**EXERCISE AIM:** Can you copy the material below word for word, leaving out the pictures?
- - - - - - -
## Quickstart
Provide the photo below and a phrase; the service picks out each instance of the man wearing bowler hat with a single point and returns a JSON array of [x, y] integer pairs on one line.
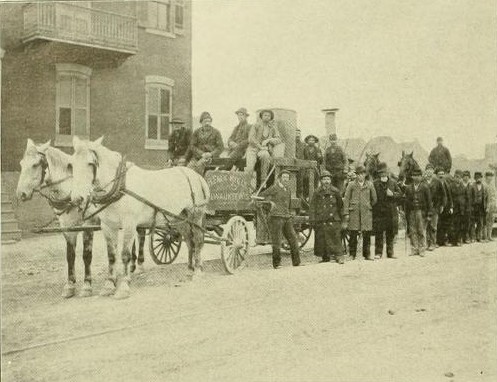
[[335, 161], [385, 214], [263, 137], [326, 216], [359, 199], [179, 140], [312, 152], [491, 204], [479, 198], [440, 156], [238, 141], [280, 218]]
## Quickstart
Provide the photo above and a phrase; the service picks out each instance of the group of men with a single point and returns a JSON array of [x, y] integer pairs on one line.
[[260, 141], [441, 210]]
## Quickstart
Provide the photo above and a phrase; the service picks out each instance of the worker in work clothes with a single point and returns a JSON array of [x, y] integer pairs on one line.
[[418, 212], [326, 216], [360, 197], [280, 219], [335, 161], [238, 140], [385, 214]]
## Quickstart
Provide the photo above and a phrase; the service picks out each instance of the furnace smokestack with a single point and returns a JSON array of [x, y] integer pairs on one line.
[[329, 121]]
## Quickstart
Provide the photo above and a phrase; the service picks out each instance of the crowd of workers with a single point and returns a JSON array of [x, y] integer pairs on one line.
[[441, 209]]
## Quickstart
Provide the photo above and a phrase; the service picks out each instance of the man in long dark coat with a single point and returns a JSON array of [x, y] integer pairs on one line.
[[439, 201], [385, 213], [440, 156], [179, 141], [326, 216], [280, 218], [335, 161], [468, 213], [458, 192]]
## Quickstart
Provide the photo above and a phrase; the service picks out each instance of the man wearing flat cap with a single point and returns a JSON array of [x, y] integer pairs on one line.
[[238, 141], [459, 201], [418, 211], [263, 138], [179, 140], [468, 214], [206, 143], [491, 204], [326, 216], [280, 218], [385, 214], [360, 197], [440, 156], [335, 162], [479, 198], [439, 202], [312, 152]]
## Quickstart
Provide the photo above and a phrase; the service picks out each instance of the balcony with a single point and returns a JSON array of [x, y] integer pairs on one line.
[[79, 25]]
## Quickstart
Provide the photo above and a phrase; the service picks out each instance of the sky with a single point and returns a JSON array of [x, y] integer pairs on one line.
[[411, 69]]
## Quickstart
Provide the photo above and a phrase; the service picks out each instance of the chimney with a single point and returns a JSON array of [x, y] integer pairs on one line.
[[329, 121]]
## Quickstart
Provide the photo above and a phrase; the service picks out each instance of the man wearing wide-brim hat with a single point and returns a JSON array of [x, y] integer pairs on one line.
[[179, 140], [326, 216], [263, 138], [385, 214], [238, 140]]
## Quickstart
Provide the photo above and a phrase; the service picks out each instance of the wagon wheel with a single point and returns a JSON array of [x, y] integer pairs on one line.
[[165, 243], [303, 230], [235, 246]]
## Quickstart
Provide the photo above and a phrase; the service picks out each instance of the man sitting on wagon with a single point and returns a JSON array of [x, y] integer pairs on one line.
[[206, 143], [264, 137], [238, 141], [179, 141]]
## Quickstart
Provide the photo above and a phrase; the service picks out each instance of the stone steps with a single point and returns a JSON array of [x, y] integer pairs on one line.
[[10, 227]]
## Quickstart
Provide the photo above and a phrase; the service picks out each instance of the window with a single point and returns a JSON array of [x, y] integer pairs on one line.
[[159, 96], [159, 15], [179, 8], [72, 103]]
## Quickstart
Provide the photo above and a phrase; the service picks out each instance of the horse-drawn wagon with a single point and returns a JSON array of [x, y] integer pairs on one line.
[[230, 209]]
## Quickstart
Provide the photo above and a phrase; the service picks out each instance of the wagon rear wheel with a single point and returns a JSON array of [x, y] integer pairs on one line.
[[165, 244], [235, 246]]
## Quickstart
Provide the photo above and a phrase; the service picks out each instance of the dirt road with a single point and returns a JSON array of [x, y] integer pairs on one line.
[[410, 319]]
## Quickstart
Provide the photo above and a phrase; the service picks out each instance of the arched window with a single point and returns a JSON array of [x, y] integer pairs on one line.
[[72, 103]]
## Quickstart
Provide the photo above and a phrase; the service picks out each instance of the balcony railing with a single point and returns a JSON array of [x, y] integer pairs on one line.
[[74, 24]]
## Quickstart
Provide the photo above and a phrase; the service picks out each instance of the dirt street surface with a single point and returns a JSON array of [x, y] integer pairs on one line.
[[410, 319]]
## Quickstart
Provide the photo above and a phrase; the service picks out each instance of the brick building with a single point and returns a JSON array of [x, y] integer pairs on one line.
[[116, 68]]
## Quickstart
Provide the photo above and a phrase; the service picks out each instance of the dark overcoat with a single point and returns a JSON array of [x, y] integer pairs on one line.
[[385, 213], [326, 215], [358, 204]]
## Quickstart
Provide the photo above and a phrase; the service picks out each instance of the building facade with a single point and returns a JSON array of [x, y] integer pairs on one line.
[[121, 69]]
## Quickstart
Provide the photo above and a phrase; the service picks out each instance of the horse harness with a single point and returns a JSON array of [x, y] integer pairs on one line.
[[59, 205]]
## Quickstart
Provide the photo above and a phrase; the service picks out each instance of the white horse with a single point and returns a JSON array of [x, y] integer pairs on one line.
[[178, 190], [46, 167]]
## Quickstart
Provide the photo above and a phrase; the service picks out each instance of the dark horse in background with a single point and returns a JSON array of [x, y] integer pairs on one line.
[[371, 164]]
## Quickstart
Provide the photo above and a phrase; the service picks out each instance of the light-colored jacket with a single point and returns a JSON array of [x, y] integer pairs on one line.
[[256, 136], [358, 204]]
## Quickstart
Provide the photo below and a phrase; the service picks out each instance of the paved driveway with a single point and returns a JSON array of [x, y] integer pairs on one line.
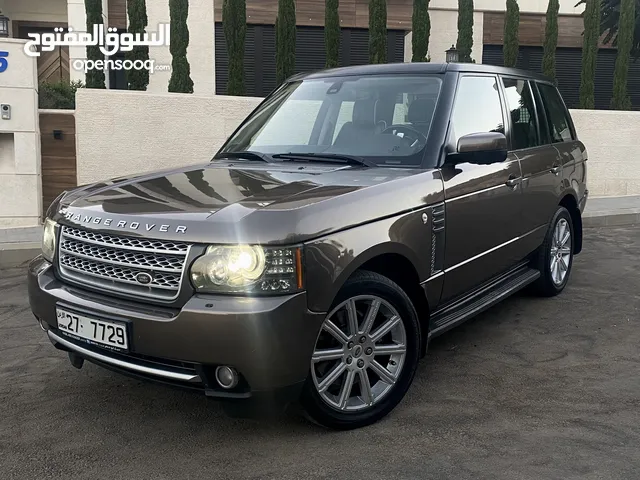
- - - - - - -
**THE REPLY:**
## Quickstart
Provide the photo below and a phrase; the service picks out each instance of the man wearing bowler hat with a single point and returns a JSON array of [x, y] integer pairs on one line.
[[335, 161], [385, 214], [263, 137], [326, 216], [359, 199], [179, 140], [312, 152], [491, 204], [479, 198], [440, 156], [238, 141], [280, 218]]
## Quickstart
Provide the photo above and a phrase; the service picks out each instance of the group of men with a single point and returns a JSON array of [x, y] integer pairs on one line.
[[260, 141], [441, 210]]
## Quickstart
Provide the photo above and a phrase; the service picks out each instance of the worker in work clothes with a single point and returns a JSON array of [x, y] integer pairs on one line.
[[418, 212], [326, 216], [360, 197], [280, 219], [335, 161], [238, 140], [385, 214]]
## Quickstart
Provide the photo above and a phrase; the service picks out each instance of the furnace smokestack with a single point and returns a JSON array of [x, y] integer pairs on one line.
[[329, 121]]
## Quickstart
Provide the photo above and a phrase; the service picks out each instance of the crowd of workers with a single point and returns a JSON array of [x, y] integer pairs on one line.
[[441, 209]]
## Quickstart
Provide the photo above and a phrase; the service picks out each instance of the man in long dark coat with a single point and returns a JSON array of [x, y] integer pairs on one line.
[[439, 201], [385, 213], [440, 156], [179, 141], [326, 216], [280, 218], [335, 161], [468, 213], [458, 192]]
## Quickstart
Provide the photo above and a phrase; the service picks out each instance of the man wearing flat cap with a single point and returns a JSON array of [x, y] integer pairs on one line.
[[238, 141], [459, 201], [418, 211], [263, 138], [179, 140], [468, 214], [206, 143], [491, 204], [326, 216], [280, 218], [385, 214], [360, 197], [440, 156], [335, 162], [479, 198], [439, 202], [312, 152]]
## Quickstart
Provide the photo above and a phrase; the service picks out each instance of the balcony with a single point and returns a JSON array of [x, y] integer pairs on one line.
[[79, 25]]
## Quickstart
Provide the photo above and a phrase; the service picks out each instance of the sky with a single point and returns a JSON array of [x, y] integer pairs on one line.
[[411, 69]]
## Quickstart
Provide the photo above and a phrase; the service picks out each instance of the chimney with a single point and returns a JSON array of [x, y] integer pairs on one line.
[[329, 121]]
## Quickstart
Provide the photo above and a phrase; the service picks out each instance of the man wearing wide-brim hat with a single point and returns a JSON array of [x, y] integer pairs on one line.
[[179, 140], [326, 216], [263, 138], [385, 214], [238, 140]]
## Quickstart
Provide the photo above and a phrase; the service picks out each instance of the wagon wheel with a single point and returns a JSON array of [x, y] integer pairs on one line.
[[165, 243], [303, 230], [235, 246]]
## Quickstart
Provide the photo above and a phrase; the service picks out each instance of the man sitting on wagon with a single point and returns a JSON array of [x, y] integer pairs on one line.
[[206, 143], [264, 137], [238, 141], [179, 141]]
## Quickstart
Provide the photo above and a phrase; the service picks out each instance of the stone steps with a single point and returns a JSON array of [x, y] integer pairs on one line.
[[10, 227]]
## Quickstart
Provide the photo above and a phrase; the service picks out each instance of the window with a single point and returns a JSON array of [x, y] integer pairs on one line.
[[159, 96], [159, 15], [179, 8], [72, 103]]
## Quickstart
Provide the photo above and a phrase; the service picks out each instance of the horse-drawn wagon with a single point and returns a JSON array of [x, y] integer pairs on one line.
[[230, 209]]
## Quickstart
Provide the photo above and a phrase; the service picks out each instance of the wagon rear wheel with a single point and returns a JSON array of [x, y] integer pairs on one line.
[[165, 244], [235, 246]]
## Quickstart
Provide the photo above and a phrase; the service picks out each instance of the dirt road with a single point and returns a JSON array of [x, y] integer pairs on one line.
[[410, 319]]
## Quickstart
Provide the photo above and a phrase; the service picks out each instance of the arched window with a single point and returns a JSON array of [x, y] integer pairs on one line.
[[72, 103]]
## Quickstart
Provide the photo above and a phrase; the service picks out each instance of the balcony railing with a single point and returns a JSON array of [x, y] integer pairs on one line.
[[74, 24]]
## Quickstart
Provide the photo above and a phrase; the service picks out each instance of the dirt street surface with a single point and returns a JSON array of [x, y] integer pairs on one line.
[[410, 319]]
## Quickstart
Provide the photo above and a phrase; the service picks out each instance of the brick building with a single point and returns a JSON array of [x, y] integer pairs on one line.
[[116, 68]]
## Quickstart
Provide the photo above and a phrase; the service picks out each instance of the dark overcoat with a single point and returns a JSON array of [x, y] integer pairs on one line.
[[385, 213], [326, 215], [358, 204]]
## Quickstart
Provide the photo above and a phrase; the service picks out each instance of the building facade with a single point and returns a JSON array of [x, y] integer pairs on one line.
[[121, 69]]
## Quickstart
Provide the photo above and a phrase; the service picks out each instance of the horse harness with a single point and returns a JSON array of [x, y] integer pairs on one line.
[[59, 205]]
## Quickstart
Provide the photo above and a phrase; the service picks out each instance of the white horse with a single point and returns a JSON array of [x, y] integer pairs on one line.
[[178, 190], [46, 167]]
## Quickstart
Provide the photo above and a phrase; the service picks out each instance of the dark horse in background with a single point and returns a JSON array of [x, y] integer pairs on one line.
[[371, 164]]
## Quickstart
Provide the photo above and a phrase; the service picks out each instance of the light-colored jacket with a single point and returns a JSON array of [x, y] integer pairs on one line.
[[256, 136], [358, 204]]
## Quickstart
Provide the photo below and a phrase; the service picks out each instance of the paved driveway with a single point and returns a JSON array of [x, y] integer pairs on one line.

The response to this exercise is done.